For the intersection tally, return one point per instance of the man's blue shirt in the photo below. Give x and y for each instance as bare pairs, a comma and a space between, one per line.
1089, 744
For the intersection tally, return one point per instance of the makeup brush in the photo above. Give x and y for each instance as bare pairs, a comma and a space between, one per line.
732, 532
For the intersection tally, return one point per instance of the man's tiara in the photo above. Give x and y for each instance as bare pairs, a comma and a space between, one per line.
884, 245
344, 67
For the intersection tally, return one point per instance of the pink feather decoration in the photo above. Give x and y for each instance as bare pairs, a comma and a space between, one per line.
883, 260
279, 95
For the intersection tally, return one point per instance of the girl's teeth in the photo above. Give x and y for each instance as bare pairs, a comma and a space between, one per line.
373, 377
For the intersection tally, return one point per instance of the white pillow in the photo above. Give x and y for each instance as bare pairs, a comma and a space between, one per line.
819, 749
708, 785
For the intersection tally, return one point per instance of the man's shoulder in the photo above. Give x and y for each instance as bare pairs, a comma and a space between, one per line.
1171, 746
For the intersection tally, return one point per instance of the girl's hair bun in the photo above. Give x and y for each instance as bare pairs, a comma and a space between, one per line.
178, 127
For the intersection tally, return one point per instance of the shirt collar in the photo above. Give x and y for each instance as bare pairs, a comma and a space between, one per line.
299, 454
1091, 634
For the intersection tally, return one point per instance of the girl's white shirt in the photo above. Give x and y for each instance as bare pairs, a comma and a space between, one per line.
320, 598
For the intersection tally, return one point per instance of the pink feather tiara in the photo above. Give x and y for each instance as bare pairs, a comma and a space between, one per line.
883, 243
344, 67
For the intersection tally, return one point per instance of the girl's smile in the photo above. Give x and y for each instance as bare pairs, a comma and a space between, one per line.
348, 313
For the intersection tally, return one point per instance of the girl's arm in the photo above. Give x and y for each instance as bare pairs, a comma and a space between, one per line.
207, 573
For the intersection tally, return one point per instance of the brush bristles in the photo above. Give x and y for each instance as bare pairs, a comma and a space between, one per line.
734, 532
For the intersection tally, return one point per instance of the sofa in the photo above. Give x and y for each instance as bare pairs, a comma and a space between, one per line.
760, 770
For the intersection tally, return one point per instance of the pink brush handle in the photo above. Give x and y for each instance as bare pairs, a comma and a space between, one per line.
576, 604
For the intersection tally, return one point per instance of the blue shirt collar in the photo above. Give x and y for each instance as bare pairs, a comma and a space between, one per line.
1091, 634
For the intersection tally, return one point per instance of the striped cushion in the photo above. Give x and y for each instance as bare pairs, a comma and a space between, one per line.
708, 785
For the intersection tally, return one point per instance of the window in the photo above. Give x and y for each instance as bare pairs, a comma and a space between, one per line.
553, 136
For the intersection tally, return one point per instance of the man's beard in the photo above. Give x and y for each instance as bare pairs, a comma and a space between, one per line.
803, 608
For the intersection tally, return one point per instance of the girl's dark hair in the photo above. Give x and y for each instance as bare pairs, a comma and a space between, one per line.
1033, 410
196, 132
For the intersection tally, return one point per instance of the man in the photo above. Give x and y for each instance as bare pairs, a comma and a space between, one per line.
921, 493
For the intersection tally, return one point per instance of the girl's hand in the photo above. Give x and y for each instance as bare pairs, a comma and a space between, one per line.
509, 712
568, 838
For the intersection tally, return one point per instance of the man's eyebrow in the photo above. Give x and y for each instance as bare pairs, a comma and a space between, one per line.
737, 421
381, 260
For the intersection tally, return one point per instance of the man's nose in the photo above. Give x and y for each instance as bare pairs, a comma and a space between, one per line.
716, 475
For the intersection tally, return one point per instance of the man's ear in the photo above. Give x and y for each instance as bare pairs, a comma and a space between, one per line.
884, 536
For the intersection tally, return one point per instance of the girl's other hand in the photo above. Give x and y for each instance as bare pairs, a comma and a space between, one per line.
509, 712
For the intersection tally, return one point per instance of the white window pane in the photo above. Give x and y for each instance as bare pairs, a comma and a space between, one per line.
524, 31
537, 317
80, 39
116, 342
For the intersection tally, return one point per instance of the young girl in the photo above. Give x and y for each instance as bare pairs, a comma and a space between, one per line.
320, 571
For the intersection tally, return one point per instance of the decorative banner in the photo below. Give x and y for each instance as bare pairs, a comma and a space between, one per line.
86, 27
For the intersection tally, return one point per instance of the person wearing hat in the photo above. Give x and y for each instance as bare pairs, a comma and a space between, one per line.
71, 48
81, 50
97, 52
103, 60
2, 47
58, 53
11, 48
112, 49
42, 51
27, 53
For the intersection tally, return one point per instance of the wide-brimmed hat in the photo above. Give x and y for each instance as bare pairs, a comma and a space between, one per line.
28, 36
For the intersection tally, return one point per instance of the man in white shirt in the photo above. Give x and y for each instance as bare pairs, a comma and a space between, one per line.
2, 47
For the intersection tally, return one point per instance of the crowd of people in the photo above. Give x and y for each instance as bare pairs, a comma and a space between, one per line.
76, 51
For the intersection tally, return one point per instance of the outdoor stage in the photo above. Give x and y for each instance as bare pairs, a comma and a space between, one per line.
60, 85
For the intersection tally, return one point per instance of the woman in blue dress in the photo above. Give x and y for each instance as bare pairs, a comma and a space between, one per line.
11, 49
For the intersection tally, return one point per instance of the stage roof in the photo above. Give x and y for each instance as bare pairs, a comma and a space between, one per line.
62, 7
----------
# WORK TO COMPLETE:
Repeat all of the records above exactly as they appear.

# OUTPUT:
For the intersection tally, return one point per instance of the man's blue shirt in the photo below. Give x and y for each instance as bare pairs, a comma and a space between, one per line.
1089, 744
For the intersection tally, return one point per instance of the makeup brush in the photo above. Give x and y for each instance as bare pairs, a comma and a space between, one per line.
732, 532
For the intersection tally, return one point per instance of the man's tiara in the photo above. Give x and y for each instance as bare pairs, a comma and a space between, one per line.
884, 245
344, 67
For the intersection tally, return one point per instance of the pink feather decoration in the photo above. Give x and y for each instance as bare pairs, a comma and a space between, one per line.
883, 260
279, 95
For the intersection tally, return one point per instance of the girl's teeth in the photo above. Give x and y for each instance as bare pairs, a comma and a space between, one per line.
373, 377
For the intersection tally, return one point per instance of the white pillow in the photo above. Give x and y for each instance as bare pairs, a comma and a space between, one per line.
819, 749
708, 785
For the intersection tally, return one point per instance of the man's shoulder in the photo above. Give x and y for each instance as bare pairs, a comma and a space between, one per line.
1171, 746
For the intersection tally, return one point per instance of the girl's hair bun in the photo above. Give x and y for each instance as bare pairs, a comma and a space between, one per line.
178, 127
For the intersection tally, return one point per instance of the shirt collar in the photo above. Give x and y for each instance as bare pairs, a comma and a space between, one per line.
299, 454
1091, 634
For the intersection tally, return one point per instance of the girl's white shirt in the photo above. Give x and y for each instance as bare pairs, a comma and a space between, one per line.
320, 598
For the intersection tally, return one point per instance of the pink feather tiara in the photo above. Give x and y for each instance as bare pairs, a comma and a space between, one per line.
883, 243
344, 67
For the intersection tally, return one point per instance of the girl's smile in the photo above. Give x and y for each instance as bare pairs, a comma and a space between, one per line.
348, 313
For the intersection tally, return one point per instance of the girl's arm in the photo above. Give x and y for each instance as bare pairs, a comma and a space between, one per line.
207, 573
For the intersection tally, return one point per instance of the brush bristles in the photo above. Give x and y for each instance as bare pairs, a comma and a space between, one per line.
734, 532
For the intersection tally, return one point per instance of the sofa in the photo above. Give x and y for each instance as bare pairs, a comma and a space between, one per line.
760, 770
For the intersection tally, return one point per instance of the pink brush handle in the photo above. Give x and y for each instance as bare pairs, a comma and a space between, one per line.
576, 604
For the intersection tally, return one point per instance of the blue shirt collar in the photo above. Give x and y for each instance as bare pairs, a comma and a space between, one per line.
1091, 634
For the intersection tally, return one point per instance of the striped cushion in the photo above. Give x and y for each instance as bare pairs, a comma and a space between, one per line.
708, 785
For the intersection tally, return one point per instance of the window in the photo above. Give x and y for each instance as bare pairs, a comma and a space between, one per line.
553, 136
For the intersection tally, return one point per instance of the man's beard in the photo above. Give x and y for each instance as bare pairs, a comma and a space between, one per line.
803, 608
For the intersection tally, return one point per instance of the girl's dark hair in the photo above. Give x and y for each instance as bare pairs, a comma and a space between, one per line.
1033, 410
196, 132
For the intersection tally, return one point per instance of the man in the photo above. Give x and y for each instance as bare pairs, a comma and a space between, one per line.
921, 493
For the intersection tally, return one point per instance of the girl's hand in the photo above. Give x and y for each instance as bare pairs, a comma and a space between, one per line.
509, 712
568, 838
For the intersection tally, return one point per instance of the man's eyebrow in the photo above. Give x and y for each instance as bare pairs, a comma and a space between, one per line.
737, 421
381, 260
For the intersection tally, return one point per instance of the man's nose in the photo above. Give x and y for each instance as bare pairs, a comma and a space between, one per line.
716, 475
For the intersection tally, return one point per instance of the man's ear in the photo above. Give x and y for each instance as bare pairs, a comma and a space between, one per line.
884, 536
For the intersection tally, return one point per instance of the girl's other hand in the photo above. Give x and y for each instance as bare pairs, a comma and a space between, one per line.
509, 712
For the intersection tally, return one point per instance of the white window pane in the photo above. Give x and y for each instance as bare pairs, a comma and a space between, one per line.
524, 31
537, 317
80, 39
116, 342
For the intersection tally, return one point per instance of the young girl in the photo above. Give x and y for each instance as bare pairs, a comma and a space between, one per line.
320, 571
For the intersection tally, return one point per instance of the decorative banner in the photo below. Give x and y for each instance as bare pairs, a comma and a space between, one per line.
86, 27
For the intersection tally, return one point per instance of the person wearing hat in the photo above. Give x and y for each instance as bare pairs, a comma and a space between, one per line.
71, 48
81, 50
97, 52
103, 60
2, 47
58, 53
11, 48
112, 49
42, 51
27, 53
For the intersection tally, return one point per instance of the wide-brimmed hat in the photo above. Give x and y for each instance as bare pairs, a comma and a space between, one per line.
28, 36
For the intersection tally, return one point per instance of the man in white shirt in the photo above. Give x and y for each instance as bare pairs, a comma and a space between, one per line.
2, 47
For the intersection tally, return one point per instance of the crowd of people in the photo above. Give x and y for each instance as bare pairs, a comma and a space between, one per line.
76, 51
For the intersection tally, return one point per instance of the outdoor stage in the photo above. Give x and y for each instance as bare pairs, a comma and a space between, one per line.
60, 85
For the intersection tally, return one point per instance of the woman in blue dress in the photo above. Give x and y for each instance as bare pairs, a comma and a space between, one per line.
11, 49
For the intersection tally, return one point per instance of the stage roof in the photo above. Give x and y for each instance as bare pairs, a comma and a space between, one per line.
62, 7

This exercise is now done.